* **Отрывок для чтения**:
◇ ◇ ◇ ◇ ◇ ◇ ◇

Воспоминания провинциального телевизионщика Пивер Леонид
– Не имеете права, это наш водоем, наша рыба!
У меня шевельнулось генетическое предчувствие: сейчас бить начнут! Я на всякий случай замолчал. А Петя – нет:
– Что значит «ваша рыба»? Это принадлежит государству!
Те двое, услышав голос, хорошо знакомый им по телевизору, переглянулись и даже в лицах изменились. А Петя напирает:
– Вы кто такие?
Они, прижавшись плечом друг к другу, отрапортовали:
– Мы капитаны степных кораблей!
Я думал, что умру от смеха! Перед нами стояли, покачиваясь, безвинные «жертвы» журналистских штампов, типа «люди в белых халатах», «инженеры человеческих душ»!
А меня еще долго интересовало: могут ли «капитаны степных кораблей» называться «морскими волками»?
Соло для оператора
В Челябинск приехал великий пианист, лауреат Ленинской премии, человек, объездивший с концертами весь мир, музыкальная гордость страны – Эмиль Гилельс.
– Эмиль Григорьевич обязательно должен выступить, чтобы его увидели, – решили наверху.
И вот встречаем маэстро.
– Что вы сегодня сыграете? – приступаю к исполнению должностных обязанностей.
– «Картинки с выставки» Мусоргского, – отвечает Гилельс. И, скептически глядя на меня, добавляет:
– Сюита. Десять частей… Я говорю:
– Знаете, Эмиль Григорьевич, вы правы, я не музыкант. Но мне надо каким-то образом считать части, чтобы финал не повис…
Гилельс говорит:
– Ну, я не знаю…
И тут меня осеняет. Я говорю ассистентке:
– Может, ты посчитаешь?
Она пугается:
– Я тоже не музыкант…
– У вас есть паузы? – смелея, обращаюсь я к маэстро.
– Есть, – отвечает тот. – Но очень маленькие!
И тут мне показалось, что с гением можно пошутить.
– А если обидится? – не дремлет моя интуиция. – Будь, что будет! – решаюсь я и предлагаю:
– Эмиль Григорьевич, может быть, когда вы закончите сюиту, то в качестве опознавательного знака закроете крышку рояля?
Он с интересом смотрит на меня и уточняет:
– Большую или маленькую?
– Не знаю! – выдыхаю я.
Тут маэстро рассмеялся:
– Хорошо, я закрою. Большую!
И вот звучит:
– Внимание, эфир!
Начинается передача. Тогда было принято ставить специальный телевизор-монитор – чтобы находящийся в кадре мог видеть себя. На всякий случай… Да и ответственность артиста это повышало. Но я обычно старался сделать так, чтобы герой программы монитор не видел и не переживал за то, что мы, выражаясь телевизионным сленгом, «наковыряли». А вот на этот раз, чтобы Гилельс видел, как здорово мы его даем, я решил развернуть монитор, как и полагалось.
Меняются музыкальные картинки, маэстро играет.

◇ ◇ ◇ ◇ ◇ ◇ ◇

Выдержки из набора данных с разметкой расположения
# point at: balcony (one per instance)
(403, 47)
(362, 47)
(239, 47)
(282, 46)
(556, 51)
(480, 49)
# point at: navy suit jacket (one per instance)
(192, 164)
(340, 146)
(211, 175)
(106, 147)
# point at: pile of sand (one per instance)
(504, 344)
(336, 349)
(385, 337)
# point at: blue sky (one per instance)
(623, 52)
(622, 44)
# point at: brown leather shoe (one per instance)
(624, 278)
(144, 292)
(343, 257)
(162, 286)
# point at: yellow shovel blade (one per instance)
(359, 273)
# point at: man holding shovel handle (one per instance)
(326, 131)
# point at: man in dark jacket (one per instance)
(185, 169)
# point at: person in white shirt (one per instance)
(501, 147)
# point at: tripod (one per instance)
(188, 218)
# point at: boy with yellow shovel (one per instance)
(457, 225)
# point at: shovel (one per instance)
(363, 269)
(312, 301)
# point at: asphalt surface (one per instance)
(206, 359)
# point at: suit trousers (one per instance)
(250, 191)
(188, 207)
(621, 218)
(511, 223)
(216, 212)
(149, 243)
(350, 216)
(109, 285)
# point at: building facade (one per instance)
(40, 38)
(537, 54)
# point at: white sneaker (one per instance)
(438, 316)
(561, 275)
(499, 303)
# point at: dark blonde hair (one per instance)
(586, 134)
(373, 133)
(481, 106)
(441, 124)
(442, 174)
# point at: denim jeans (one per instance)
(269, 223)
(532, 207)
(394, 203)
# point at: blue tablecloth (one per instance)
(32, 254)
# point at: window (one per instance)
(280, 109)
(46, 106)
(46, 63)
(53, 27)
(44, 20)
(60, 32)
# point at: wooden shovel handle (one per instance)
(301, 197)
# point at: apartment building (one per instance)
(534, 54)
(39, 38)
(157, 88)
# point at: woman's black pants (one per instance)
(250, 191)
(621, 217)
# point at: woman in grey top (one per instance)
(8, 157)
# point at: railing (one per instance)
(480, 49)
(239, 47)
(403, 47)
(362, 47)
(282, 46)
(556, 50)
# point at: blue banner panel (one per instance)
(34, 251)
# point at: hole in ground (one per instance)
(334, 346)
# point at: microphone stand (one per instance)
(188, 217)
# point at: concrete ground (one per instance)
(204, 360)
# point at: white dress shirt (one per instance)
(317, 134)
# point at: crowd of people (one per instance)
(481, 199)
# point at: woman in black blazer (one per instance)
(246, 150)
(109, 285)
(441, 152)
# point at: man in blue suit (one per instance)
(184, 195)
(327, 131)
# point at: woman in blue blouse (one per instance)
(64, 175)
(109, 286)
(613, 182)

◇ ◇ ◇ ◇ ◇ ◇ ◇

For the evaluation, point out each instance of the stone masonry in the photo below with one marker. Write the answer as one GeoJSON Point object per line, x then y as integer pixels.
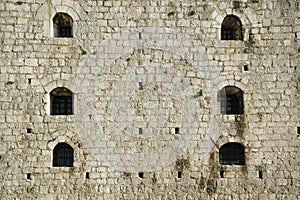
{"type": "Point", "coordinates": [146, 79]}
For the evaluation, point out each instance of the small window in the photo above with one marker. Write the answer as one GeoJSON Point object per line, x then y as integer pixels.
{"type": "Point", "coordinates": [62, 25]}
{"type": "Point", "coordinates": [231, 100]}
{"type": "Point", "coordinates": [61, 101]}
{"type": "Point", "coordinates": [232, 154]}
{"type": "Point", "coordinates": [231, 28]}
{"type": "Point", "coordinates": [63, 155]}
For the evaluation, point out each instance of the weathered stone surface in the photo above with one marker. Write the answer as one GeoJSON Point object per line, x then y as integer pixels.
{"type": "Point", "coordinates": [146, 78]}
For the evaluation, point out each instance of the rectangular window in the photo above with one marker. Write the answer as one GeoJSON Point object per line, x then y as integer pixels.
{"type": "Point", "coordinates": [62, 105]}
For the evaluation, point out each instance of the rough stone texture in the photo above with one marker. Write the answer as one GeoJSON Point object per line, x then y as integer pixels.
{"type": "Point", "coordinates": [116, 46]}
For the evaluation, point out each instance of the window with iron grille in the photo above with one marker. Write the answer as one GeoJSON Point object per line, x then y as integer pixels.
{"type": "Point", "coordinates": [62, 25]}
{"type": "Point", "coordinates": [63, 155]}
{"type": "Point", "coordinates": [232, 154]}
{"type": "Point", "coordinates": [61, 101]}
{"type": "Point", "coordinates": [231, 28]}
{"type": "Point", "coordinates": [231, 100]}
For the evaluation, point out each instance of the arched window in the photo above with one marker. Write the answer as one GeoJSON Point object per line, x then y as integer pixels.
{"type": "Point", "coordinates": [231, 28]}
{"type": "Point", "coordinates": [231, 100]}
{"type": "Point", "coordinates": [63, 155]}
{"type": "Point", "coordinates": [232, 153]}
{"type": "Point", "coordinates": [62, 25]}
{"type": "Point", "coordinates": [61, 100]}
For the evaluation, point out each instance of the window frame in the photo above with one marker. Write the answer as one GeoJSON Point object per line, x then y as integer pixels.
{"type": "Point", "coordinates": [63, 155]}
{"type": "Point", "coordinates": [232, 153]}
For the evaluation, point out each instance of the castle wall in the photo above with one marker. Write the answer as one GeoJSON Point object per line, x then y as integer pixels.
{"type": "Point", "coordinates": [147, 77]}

◇ ◇ ◇ ◇ ◇ ◇ ◇

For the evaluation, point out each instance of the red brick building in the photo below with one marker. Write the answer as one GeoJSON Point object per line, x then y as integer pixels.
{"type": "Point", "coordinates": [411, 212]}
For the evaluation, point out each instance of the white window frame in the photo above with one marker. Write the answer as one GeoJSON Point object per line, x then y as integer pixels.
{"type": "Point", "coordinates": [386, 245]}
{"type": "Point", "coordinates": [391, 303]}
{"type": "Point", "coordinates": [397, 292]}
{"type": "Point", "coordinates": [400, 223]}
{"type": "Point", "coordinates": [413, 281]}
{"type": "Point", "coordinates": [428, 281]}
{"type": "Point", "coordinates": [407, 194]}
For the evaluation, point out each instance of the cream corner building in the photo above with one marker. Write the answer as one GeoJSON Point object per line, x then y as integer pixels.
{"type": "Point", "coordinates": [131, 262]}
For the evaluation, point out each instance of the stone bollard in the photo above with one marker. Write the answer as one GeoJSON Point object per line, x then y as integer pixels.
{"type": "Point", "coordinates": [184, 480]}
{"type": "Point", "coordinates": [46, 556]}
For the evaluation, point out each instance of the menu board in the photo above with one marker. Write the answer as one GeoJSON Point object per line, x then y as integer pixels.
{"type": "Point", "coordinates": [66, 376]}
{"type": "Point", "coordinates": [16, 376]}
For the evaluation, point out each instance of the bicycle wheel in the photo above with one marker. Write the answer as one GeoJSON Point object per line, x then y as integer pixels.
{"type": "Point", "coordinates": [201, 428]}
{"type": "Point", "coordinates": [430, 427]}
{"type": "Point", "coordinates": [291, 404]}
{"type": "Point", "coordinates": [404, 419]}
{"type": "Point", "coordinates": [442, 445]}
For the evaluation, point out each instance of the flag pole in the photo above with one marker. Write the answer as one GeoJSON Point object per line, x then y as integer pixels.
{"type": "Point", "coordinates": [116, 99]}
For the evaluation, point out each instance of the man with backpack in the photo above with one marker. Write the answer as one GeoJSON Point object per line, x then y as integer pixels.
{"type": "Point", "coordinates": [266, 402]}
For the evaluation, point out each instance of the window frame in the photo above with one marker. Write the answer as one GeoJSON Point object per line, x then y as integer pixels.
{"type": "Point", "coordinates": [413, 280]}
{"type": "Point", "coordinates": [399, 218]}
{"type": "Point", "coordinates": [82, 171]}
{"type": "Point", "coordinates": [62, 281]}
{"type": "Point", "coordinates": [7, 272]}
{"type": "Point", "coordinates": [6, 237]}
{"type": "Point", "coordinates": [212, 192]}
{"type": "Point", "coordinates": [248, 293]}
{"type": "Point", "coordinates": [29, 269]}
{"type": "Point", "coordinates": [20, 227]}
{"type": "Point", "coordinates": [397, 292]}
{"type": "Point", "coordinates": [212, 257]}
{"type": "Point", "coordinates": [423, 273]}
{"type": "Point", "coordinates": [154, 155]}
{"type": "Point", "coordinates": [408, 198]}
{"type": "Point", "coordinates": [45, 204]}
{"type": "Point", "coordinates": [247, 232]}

◇ ◇ ◇ ◇ ◇ ◇ ◇

* **Задания**:
1. Какое произведение Гилельс собирался сыграть в передаче, если судить по отрывку?
2. Отбери из записей все строки, где встречается слово «handle», и выпиши их.

* **Ответы**:
1. «Картинки с выставки» Мусоргского.

2.
# point at: man holding shovel handle (one per instance)
# point at: wooden shovel handle (one per instance)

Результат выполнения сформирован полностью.